__Work to complete__
Output the material below unchanged, apart from leaving out the pictures.

__Records supplied__
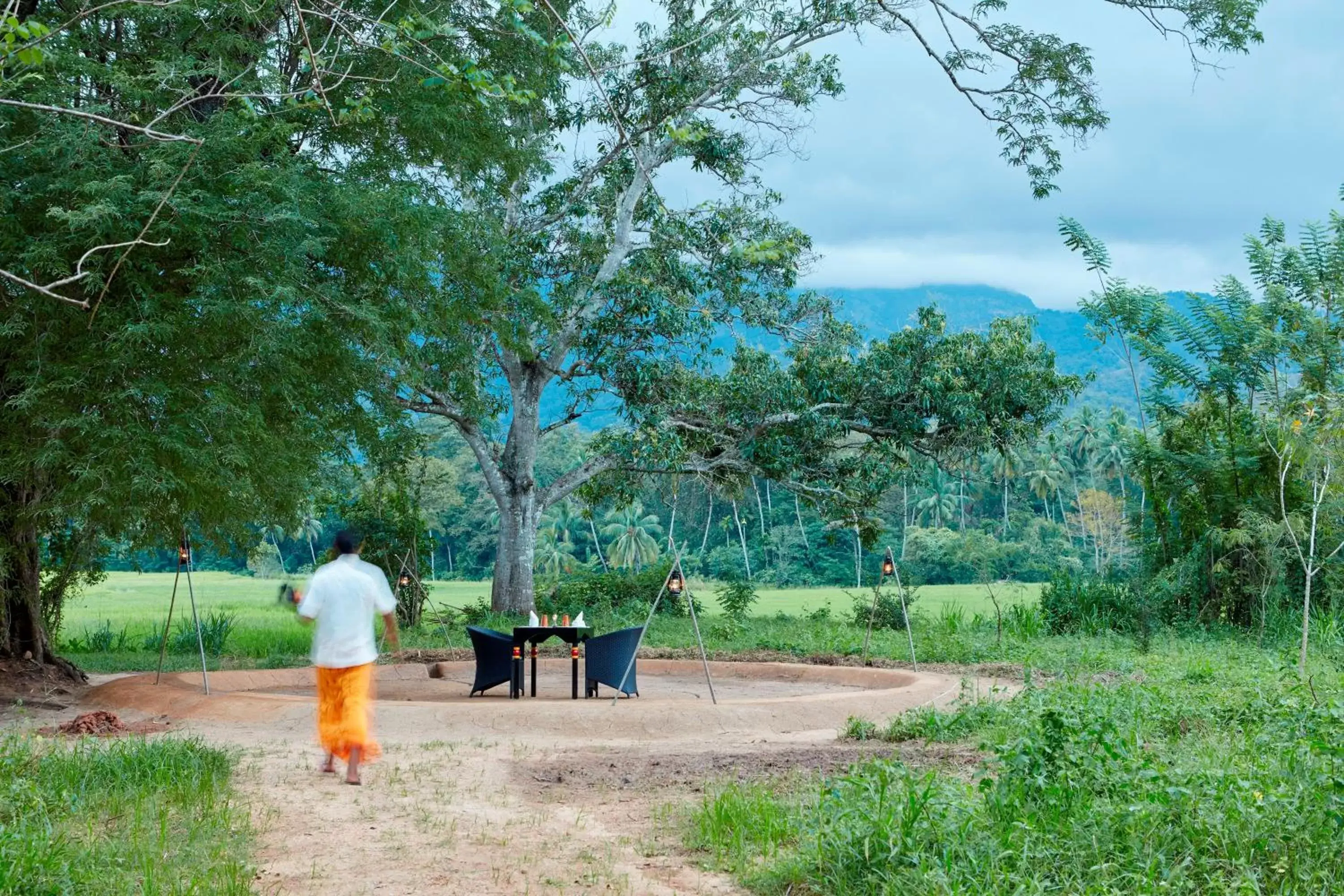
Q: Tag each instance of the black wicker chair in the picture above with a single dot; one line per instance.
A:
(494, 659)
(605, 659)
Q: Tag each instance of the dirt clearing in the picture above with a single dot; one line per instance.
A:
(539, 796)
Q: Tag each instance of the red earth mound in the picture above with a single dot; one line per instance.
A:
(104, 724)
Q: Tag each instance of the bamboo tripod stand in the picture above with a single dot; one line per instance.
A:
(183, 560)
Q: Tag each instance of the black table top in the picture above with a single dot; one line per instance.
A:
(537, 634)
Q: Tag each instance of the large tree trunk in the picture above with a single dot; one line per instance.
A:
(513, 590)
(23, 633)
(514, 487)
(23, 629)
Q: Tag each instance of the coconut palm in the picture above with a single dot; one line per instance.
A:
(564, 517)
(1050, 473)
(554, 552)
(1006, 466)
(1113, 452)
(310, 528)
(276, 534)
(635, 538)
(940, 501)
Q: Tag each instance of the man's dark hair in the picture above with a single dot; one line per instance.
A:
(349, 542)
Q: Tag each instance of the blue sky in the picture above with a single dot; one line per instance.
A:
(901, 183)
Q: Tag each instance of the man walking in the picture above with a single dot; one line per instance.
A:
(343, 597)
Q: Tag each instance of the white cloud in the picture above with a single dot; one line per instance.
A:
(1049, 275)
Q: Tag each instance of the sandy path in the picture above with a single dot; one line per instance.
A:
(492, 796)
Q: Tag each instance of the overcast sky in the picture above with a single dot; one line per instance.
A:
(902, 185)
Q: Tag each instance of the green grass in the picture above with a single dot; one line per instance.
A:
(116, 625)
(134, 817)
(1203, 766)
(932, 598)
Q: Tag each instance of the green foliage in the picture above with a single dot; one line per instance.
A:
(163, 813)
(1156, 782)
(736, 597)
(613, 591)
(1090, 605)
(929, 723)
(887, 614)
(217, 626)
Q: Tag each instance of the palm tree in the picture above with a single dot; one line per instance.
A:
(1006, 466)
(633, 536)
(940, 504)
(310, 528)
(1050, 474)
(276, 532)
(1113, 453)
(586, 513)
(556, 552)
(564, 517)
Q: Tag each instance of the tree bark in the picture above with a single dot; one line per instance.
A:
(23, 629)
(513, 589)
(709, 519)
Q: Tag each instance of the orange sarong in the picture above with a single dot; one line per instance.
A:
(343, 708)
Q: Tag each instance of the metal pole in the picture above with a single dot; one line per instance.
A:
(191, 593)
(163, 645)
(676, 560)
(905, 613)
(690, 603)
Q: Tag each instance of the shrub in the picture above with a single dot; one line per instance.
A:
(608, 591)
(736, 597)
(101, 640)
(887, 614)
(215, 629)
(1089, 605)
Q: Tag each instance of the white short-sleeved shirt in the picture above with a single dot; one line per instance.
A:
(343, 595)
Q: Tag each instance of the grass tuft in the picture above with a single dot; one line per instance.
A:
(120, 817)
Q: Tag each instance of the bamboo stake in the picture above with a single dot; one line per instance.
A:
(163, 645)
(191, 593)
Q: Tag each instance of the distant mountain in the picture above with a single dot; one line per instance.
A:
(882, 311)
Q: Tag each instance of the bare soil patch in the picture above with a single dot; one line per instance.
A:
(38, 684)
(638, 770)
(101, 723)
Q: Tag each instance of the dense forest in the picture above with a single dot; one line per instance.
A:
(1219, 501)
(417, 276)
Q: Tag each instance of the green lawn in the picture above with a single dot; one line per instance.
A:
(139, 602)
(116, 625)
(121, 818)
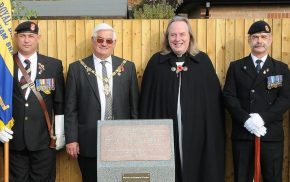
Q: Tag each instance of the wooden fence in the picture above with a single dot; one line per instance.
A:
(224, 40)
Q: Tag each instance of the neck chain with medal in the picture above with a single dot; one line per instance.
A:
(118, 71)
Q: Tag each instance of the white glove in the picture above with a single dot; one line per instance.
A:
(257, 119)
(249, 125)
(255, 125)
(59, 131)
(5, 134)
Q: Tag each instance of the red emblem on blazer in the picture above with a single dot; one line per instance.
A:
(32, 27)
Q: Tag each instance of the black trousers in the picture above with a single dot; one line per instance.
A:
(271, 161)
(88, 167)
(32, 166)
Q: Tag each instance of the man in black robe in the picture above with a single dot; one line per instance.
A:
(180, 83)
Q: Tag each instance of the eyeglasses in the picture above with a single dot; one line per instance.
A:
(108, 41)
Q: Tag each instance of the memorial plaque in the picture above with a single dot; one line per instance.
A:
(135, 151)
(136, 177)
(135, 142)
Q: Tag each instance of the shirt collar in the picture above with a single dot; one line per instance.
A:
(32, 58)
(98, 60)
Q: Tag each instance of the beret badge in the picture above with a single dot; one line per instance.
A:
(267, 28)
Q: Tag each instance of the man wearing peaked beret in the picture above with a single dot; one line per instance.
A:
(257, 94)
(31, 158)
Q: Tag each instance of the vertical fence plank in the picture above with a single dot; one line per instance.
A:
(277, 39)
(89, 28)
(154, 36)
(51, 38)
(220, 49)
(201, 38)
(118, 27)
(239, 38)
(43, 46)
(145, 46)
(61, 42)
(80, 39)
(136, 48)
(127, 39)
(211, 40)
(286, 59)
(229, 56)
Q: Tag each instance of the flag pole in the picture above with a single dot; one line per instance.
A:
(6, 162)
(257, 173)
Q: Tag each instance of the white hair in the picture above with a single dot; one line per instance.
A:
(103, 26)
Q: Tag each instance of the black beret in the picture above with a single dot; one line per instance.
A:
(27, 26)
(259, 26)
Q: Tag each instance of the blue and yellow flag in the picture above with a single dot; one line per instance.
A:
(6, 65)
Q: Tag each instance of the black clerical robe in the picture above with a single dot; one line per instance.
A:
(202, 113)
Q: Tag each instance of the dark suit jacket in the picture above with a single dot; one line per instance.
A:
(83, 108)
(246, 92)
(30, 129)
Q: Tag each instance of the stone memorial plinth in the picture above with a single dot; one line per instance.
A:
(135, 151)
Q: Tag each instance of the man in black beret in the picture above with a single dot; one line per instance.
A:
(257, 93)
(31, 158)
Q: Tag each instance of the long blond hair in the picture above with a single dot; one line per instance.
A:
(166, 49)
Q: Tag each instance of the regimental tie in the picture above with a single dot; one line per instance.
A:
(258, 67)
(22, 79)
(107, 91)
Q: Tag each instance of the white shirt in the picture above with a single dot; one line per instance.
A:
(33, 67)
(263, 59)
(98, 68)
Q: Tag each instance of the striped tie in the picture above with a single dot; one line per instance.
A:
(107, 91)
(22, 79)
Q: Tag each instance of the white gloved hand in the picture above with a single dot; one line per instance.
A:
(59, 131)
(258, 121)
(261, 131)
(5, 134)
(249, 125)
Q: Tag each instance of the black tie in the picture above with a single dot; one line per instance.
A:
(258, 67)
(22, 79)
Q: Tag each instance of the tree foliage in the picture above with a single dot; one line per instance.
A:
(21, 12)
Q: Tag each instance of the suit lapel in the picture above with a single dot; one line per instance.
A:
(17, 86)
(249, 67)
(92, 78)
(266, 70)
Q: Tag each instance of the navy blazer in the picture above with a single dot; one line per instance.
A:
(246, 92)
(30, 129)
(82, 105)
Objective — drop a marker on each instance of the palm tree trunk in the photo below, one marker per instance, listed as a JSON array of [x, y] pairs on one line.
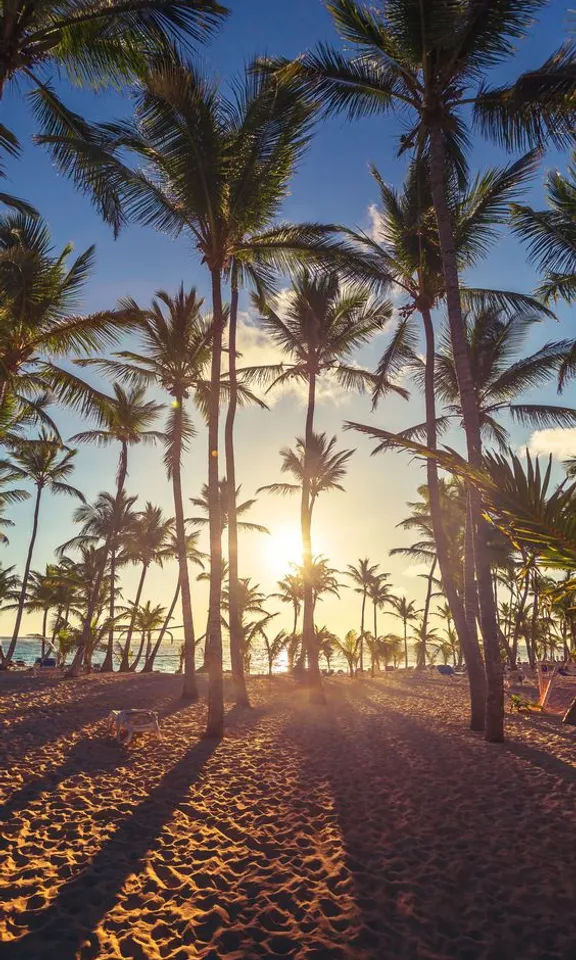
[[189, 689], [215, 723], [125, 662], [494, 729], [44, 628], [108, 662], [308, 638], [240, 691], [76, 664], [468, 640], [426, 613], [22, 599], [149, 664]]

__The completed task__
Q: Tag each instance of the black wicker chair in the picture above with a single dot; one line per instance.
A:
(494, 659)
(605, 659)
Q: Tag each instance of the dirt clearing in the picture above with a single dot; one line per instance.
A:
(539, 796)
Q: Tag each instance of the red earth mound in the picture above with a single dot; one line per instance.
A:
(104, 724)
Q: Tag each instance of the bamboo tripod stand in the picture above with a single dot; one line per instance.
A:
(183, 560)
Q: Tag each instance of the black table top in the picture above with a single dot; one line per instance.
A:
(537, 634)
Q: Tag each instance of the large tree trunk in the picture above with a single dot; one line per instance.
A:
(513, 590)
(23, 633)
(514, 487)
(23, 629)
Q: Tag each instance of the coconut palm in the picture above with a single dot; one line per instance.
A:
(564, 517)
(1050, 473)
(554, 552)
(1006, 466)
(1113, 452)
(310, 528)
(276, 534)
(635, 538)
(940, 501)
Q: Tag each instance of the man's dark hair in the picture above with a single dot; one line per instance.
A:
(349, 542)
Q: Tag each instance of the blue sky in the picture above with a single dot; one line per instance.
A:
(901, 183)
Q: Tag each instance of the man walking in the picture above with a single dot; one line per instance.
A:
(343, 597)
Q: Tag each instance of the white cloud in the picture above with a single dot; one line per instance.
A:
(1049, 275)
Q: Tag each instance of the sandy path in the picture above with a single dot; one line per instance.
A:
(492, 796)
Q: Tag each instance of the overcast sky in the picture above with a single dot; one line per instance.
A:
(902, 185)
Q: Tag each instance of the green grass in the picture above with a single dot; one line per instance.
A:
(116, 625)
(134, 817)
(1203, 766)
(932, 598)
Q: Tag each instance of the green foliage in the picture above with a single dot; one line per instance.
A:
(163, 813)
(1156, 782)
(736, 597)
(613, 591)
(1090, 605)
(929, 723)
(887, 614)
(217, 626)
Q: Tag each instance of the palm tree in the picture above with a single dot; one line per instance.
A:
(1006, 466)
(633, 536)
(940, 504)
(310, 528)
(1050, 474)
(276, 532)
(1113, 453)
(586, 513)
(556, 552)
(564, 517)
Q: Tag each instance of the tree bark in the picture above with a single dot; one line per instance.
A:
(23, 629)
(513, 589)
(709, 519)
Q: Tag each instance of the orange sarong in the picture above with a single dot; one line per instance.
A:
(343, 708)
Q: Tag each instance of the metal pole in the picture above with a single dot; one line per instance.
A:
(191, 593)
(163, 645)
(676, 560)
(905, 613)
(690, 603)
Q: Tag each instance of the shrub in the picture above with a single dot; one line per instance.
A:
(608, 591)
(736, 597)
(101, 640)
(887, 614)
(215, 629)
(1089, 605)
Q: Tag each instance of the white short-sleeved shirt in the picture above with a single dot; one line per instance.
A:
(343, 595)
Q: Tag each instance of the grass tuft in the picture above with a single dot; one line per instance.
A:
(120, 817)
Q: Tag each instance of the bamboo stake in the picture above with a single dot; one line per instance.
A:
(163, 645)
(191, 593)
Q: Tag each instance of the distant mountain in the picture above with a single dot; one line per instance.
A:
(882, 311)
Q: Tag each instance of the bare soil patch in the picture above with a single dot; one line per instance.
A:
(38, 684)
(638, 770)
(101, 723)
Q: Tag each instance of the dense forest in the picture above with a single dot; one line per instance.
A:
(1219, 501)
(417, 276)
Q: Tag each instance of the green lawn in the picture above with a single dot; one line per instance.
A:
(139, 602)
(116, 625)
(121, 818)
Q: Tag each instance of the wooden fence in the picture above with a single dot; one line per instance.
A:
(224, 40)
Q: Tag each instance of the neck chain with medal in the picture above with a single dot; one line per instance.
A:
(118, 71)
Q: Tag each instance of the white glove in the picture above with a single dot; one line per instance.
A:
(257, 119)
(249, 125)
(255, 125)
(59, 131)
(5, 134)
Q: Tag each instance of the red emblem on blazer in the picture above with a single dot; one line per instance.
A:
(32, 27)
Q: Tag each instance of the black trousers in the picture above with a single dot; one line per instance.
A:
(271, 161)
(88, 167)
(32, 166)
Q: Tag each instance of the man in black robe in the picture above with a single dot; one line per instance.
A:
(180, 83)
Q: Tag each instance of the eyeglasses in the picture above with a single dot; one line per instance.
A:
(108, 41)
Q: Tag each instance of the memorial plaque in the picture above with a single dot; one line per instance.
A:
(135, 151)
(136, 177)
(135, 142)
Q: Tag each instance of the shirt collar in the picture above with a single dot; one line per instance.
A:
(32, 58)
(98, 60)
Q: Tag each instance of the beret badge in the picture above with a single dot; one line per instance.
A:
(267, 28)
Q: Tag each instance of the man wearing peaked beret in the picture above with a single dot; one line per instance.
A:
(257, 94)
(31, 158)
Q: Tag each instance of the vertical fence plank in the picture above with a single dot; one line per instance.
A:
(277, 39)
(89, 28)
(154, 36)
(51, 38)
(220, 49)
(201, 38)
(118, 27)
(239, 38)
(43, 46)
(145, 46)
(61, 42)
(80, 39)
(136, 48)
(127, 39)
(211, 40)
(286, 59)
(229, 56)
Q: Tag each instance of the flag pole in the picture above with a single dot; one line per instance.
A:
(6, 162)
(257, 173)
Q: Tag each instance of the white hair in the picture above with a single dot; one line per instance.
A:
(103, 26)
Q: Tag each instance of the black beret in the picture above with a single dot; one line per instance.
A:
(27, 26)
(259, 26)
Q: Tag each instance of the blue and yellow flag in the picture above with a single dot; one line per instance.
A:
(6, 65)
Q: Tag each instance of the black clerical robe in the picture above with a single dot; one line per instance.
A:
(202, 113)
Q: Tag each instance of the dark suit jacket in the picture above with a single dot; one line per instance.
A:
(83, 108)
(246, 92)
(30, 129)
Q: Tag each instance of the stone memorial plinth in the picture above with a single dot; one line per instance.
A:
(135, 151)
Q: Tag each instance of the man in black beret in the picture above with a single dot; one line per instance.
A:
(257, 93)
(31, 158)
Q: Tag each instance of the long blond hair in the picture above with a single dot; one line per instance.
A:
(166, 49)
Q: Tag each instance of the regimental tie in the picture above with a single dot; one line per instance.
A:
(258, 67)
(22, 79)
(107, 91)
Q: Tag each instance of the white shirt in the picture above with a single dot; one line per instance.
A:
(33, 67)
(263, 59)
(98, 68)
Q: Tag each instance of the striped tie in the picture above with a single dot; one line per instance.
A:
(107, 91)
(22, 79)
Q: Tag each instance of the white gloved hand in the picture above with a single dot; one line per instance.
A:
(59, 131)
(258, 121)
(261, 131)
(5, 134)
(249, 125)
Q: Tag each instance of the black tie in the picture above with a single dot; one line per instance.
A:
(258, 67)
(22, 79)
Q: Tag each instance of the tree foliage in the picture above with a single dot; one line per instance.
A:
(21, 12)
Q: Tag each instance of the suit lapel in the picture above with a single dot; one line per instance.
A:
(17, 86)
(249, 67)
(92, 78)
(266, 70)
Q: Tag each instance of the navy blazer in the picture above with a single dot; one line per instance.
A:
(246, 92)
(30, 129)
(82, 105)
Objective — drop a marker on each instance of the palm tree trunk in the photo below, one marker per instance, listed as a JSON array of [x, y] pairs on one line.
[[189, 689], [215, 723], [125, 662], [494, 729], [44, 628], [108, 662], [308, 638], [240, 691], [76, 664], [468, 640], [426, 613], [22, 599], [149, 664]]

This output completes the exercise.